Verfahrensgang
LG Baden-Baden (Aktenzeichen 4 O 381/20) |
Tenor
I. Auf die Berufung der Beklagten wird das Urteil des Landgerichts Baden-Baden vom 24.06.2021 in der Fassung des Berichtigungsbeschlusses vom 27.07.2021 - 4 O 381/20 - im Kostenpunkt aufgehoben und im Übrigen wie folgt abgeändert:
1. Die Beklagte wird verurteilt, an den Kläger 45.875,18 EUR nebst Zinsen i.H.v. 5 Prozentpunkten über dem jeweiligen Basiszinssatz seit dem 29.01.2021 zu zahlen, Zug-um-Zug gegen Übergabe und Übereignung des Fahrzeugs Audi SQ5 3.0 TDI mit der Fahrzeug-Identifizierungsnummer W...
2. Im Übrigen wird die Klage abgewiesen.
II. Die weitergehende Berufung wird zurückgewiesen.
III. Von den Kosten des Rechtsstreits erster Instanz werden der Beklagten 74 % und dem Kläger 26 % auferlegt.
Die Kosten des Berufungsverfahrens hat der Kläger zu tragen.
IV. Dieses Urteil ist vorläufig vollstreckbar.
Die Zwangsvollstreckung kann durch Sicherheitsleistung i.H.v. 110 % des vollstreckbaren Betrages abgewendet werden, wenn nicht die jeweilige Gegenseite vor der Vollstreckung Sicherheit i.H.v. 110 % des von ihr zu vollstreckenden Betrages leistet.
V. Die Revision wird zugelassen.
Gründe
I. Der vorsteuerabzugsberechtigte Kläger macht gegen die Beklagte als Fahrzeugherstellerin deliktische Ansprüche im Zusammenhang mit dem Erwerb eines Neuwagens geltend.

BEREITGESTELLTE DATEN:
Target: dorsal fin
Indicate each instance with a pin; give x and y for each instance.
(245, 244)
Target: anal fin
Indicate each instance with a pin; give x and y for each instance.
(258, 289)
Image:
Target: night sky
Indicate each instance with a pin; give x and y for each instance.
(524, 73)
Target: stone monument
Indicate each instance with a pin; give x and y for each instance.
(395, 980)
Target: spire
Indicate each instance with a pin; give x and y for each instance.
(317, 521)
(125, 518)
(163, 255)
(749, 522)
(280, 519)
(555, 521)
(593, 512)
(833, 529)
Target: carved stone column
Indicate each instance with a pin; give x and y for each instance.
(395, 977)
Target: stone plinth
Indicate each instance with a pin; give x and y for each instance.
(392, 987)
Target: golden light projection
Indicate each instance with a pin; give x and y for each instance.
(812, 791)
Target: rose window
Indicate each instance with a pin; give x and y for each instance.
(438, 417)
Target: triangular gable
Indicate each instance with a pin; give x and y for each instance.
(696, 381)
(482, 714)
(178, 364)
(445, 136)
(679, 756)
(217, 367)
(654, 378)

AUFGABEN:
A – Schreibe aus dem Urteilstext die Stelle ab, die mit „2. Im Übrigen“ beginnt und mit „26 % auferlegt.“ endet.
B – Beantworte zum Urteilstext diese Fragen:
(i) Welches Gericht hat das angefochtene Urteil erlassen, und unter welchem Aktenzeichen?
(ii) Welchen Anteil an den Kosten des Rechtsstreits erster Instanz trägt der Kläger?
(iii) Welches Fahrzeug muss Zug um Zug übergeben und übereignet werden?
C – Setze den Urteilstext zum Neuwagenerwerb im Anschluss an seinen letzten Satz fort.

LÖSUNGEN:
A –
2. Im Übrigen wird die Klage abgewiesen.
II. Die weitergehende Berufung wird zurückgewiesen.
III. Von den Kosten des Rechtsstreits erster Instanz werden der Beklagten 74 % und dem Kläger 26 % auferlegt.

B –
(i) Das Landgericht Baden-Baden, Aktenzeichen 4 O 381/20.
(ii) 26 %.
(iii) Ein Audi SQ5 3.0 TDI.

C –
Der Kläger erwarb aufgrund Kaufvertrages vom 09.11.2016 von einer Fahrzeughändlerin einen Audi SQ5 plus 3.0 TDI plus quattro, 250 kW, Tiptronic, EU 6 als Neuwagen zum Kaufpreis von 74.990 EUR brutto. Er hat den Vorsteuerabzug durchgeführt.
Mit der Behauptung, das Fahrzeug verfüge über mehrere unzulässige Abschalteinrichtungen, hat der Kläger im Januar 2021 Klage erhoben mit folgenden Anträgen:
1. Die Beklagte wird verurteilt, an den Kläger 62.241,70 EUR nebst Zinsen in Höhe von 5 Prozentpunkten über dem jeweiligen Basiszinssatz seit Rechtshängigkeit zu zahlen, Zug um Zug gegen Übereignung und Herausgabe des Fahrzeuges der Marke Audi vom Typ SQ5 3.0 TDI mit der Fahrzeugidentifikationsnummer (FIN) W... nebst 2 Fahrzeugschlüsseln, Kfz-Schein, Kfz-Brief und Serviceheft.
2. Es wird festgestellt, dass sich die Beklagte mit der Annahme der in dem vorgenannten Klageantrag zu 1) genannten Zug-um-Zug-Leistung im Annahmeverzug befindet.
3. Die Beklagte wird verurteilt, den Kläger von den durch die Beauftragung der Prozessbevollmächtigten des Klägers entstandenen Kosten der außergerichtlichen Rechtsverfolgung in Höhe von 2.194,72 EUR freizustellen.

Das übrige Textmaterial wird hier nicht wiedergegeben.